- **READING PASSAGE**:
◆ ◆ ◆ ◆ ◆ ◆ ◆
I know the Classy has a far superior custom VRM section but the heat won't be easy to dissipate on air at 1.4v.


----------



## radrok (Jan 14, 2014)

the54thvoid said:


> It won't.  I could be wrong but i think most people going above that voltage level with the accompanying overclocks will require water at least.  I know from the extensively massive Titan thread at OCN, 1.21-1.25 is as far as people are generally pushing on air with safety.  Water is for 1.3 24/7 clocks and 1.4v+ is for benching or crazy folk like Radrok
> 
> I know the Classy has a far superior custom VRM section but the heat won't be easy to dissipate on air at 1.4v.




I kinda miss ATI's reference design, I remember I could put 1.4v through 6990s without having an issue, other than water almost boiling in my loop. LOL

I'd be all over this if it had 6GB of VRAM.
◆ ◆ ◆ ◆ ◆ ◆ ◆
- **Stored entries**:
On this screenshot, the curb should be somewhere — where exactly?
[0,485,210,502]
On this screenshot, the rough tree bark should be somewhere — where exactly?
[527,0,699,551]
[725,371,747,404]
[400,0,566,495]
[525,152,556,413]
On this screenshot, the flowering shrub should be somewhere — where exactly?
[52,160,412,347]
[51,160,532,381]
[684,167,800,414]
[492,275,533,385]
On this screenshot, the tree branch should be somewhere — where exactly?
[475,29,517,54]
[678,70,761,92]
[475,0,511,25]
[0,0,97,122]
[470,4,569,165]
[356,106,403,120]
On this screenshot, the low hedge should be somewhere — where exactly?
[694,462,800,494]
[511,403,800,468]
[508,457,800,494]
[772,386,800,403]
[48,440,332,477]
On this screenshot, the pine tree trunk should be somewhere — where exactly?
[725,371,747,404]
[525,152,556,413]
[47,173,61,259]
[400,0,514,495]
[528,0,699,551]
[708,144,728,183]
◆ ◆ ◆ ◆ ◆ ◆ ◆
- **EXERCISE TASK 1**:
In the overclocking thread, what voltage range do people generally push on air with safety?
- **EXERCISE TASK 2**:
State how many lines of the rows contain the word "should", treating case as significant. Give only the number.

- **CORRECT RESULT 1**:
1.21-1.25

- **CORRECT RESULT 2**:
6